(SECCIÓN DE DATOS):
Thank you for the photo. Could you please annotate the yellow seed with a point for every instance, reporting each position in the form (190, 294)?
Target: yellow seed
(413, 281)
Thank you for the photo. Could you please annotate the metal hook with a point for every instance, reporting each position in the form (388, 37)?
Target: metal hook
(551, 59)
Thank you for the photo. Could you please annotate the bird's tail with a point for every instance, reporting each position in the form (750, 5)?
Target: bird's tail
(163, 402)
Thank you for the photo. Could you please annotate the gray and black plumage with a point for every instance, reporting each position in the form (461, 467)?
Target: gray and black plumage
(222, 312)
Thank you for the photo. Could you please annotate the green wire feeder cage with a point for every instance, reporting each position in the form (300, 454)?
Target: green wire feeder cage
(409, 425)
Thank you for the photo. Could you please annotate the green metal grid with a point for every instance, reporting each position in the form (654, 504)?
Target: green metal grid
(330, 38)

(TAREA ASIGNADA):
Reproduzca literalmente cada una de las líneas de los registros que figuran arriba, sin omitir ninguna.

(RESPUESTA):
Thank you for the photo. Could you please annotate the yellow seed with a point for every instance, reporting each position in the form (190, 294)?
Target: yellow seed
(413, 281)
Thank you for the photo. Could you please annotate the metal hook with a point for every instance, reporting each position in the form (388, 37)?
Target: metal hook
(551, 59)
Thank you for the photo. Could you please annotate the bird's tail with a point for every instance, reporting each position in the form (750, 5)?
Target: bird's tail
(163, 402)
Thank you for the photo. Could you please annotate the gray and black plumage with a point for every instance, reporting each position in the form (461, 467)?
Target: gray and black plumage
(222, 312)
Thank you for the photo. Could you please annotate the green wire feeder cage with a point for every instance, reporting each position in the form (300, 454)?
Target: green wire feeder cage
(409, 425)
Thank you for the photo. Could you please annotate the green metal grid with a point for every instance, reporting each position in the form (654, 504)?
Target: green metal grid
(330, 38)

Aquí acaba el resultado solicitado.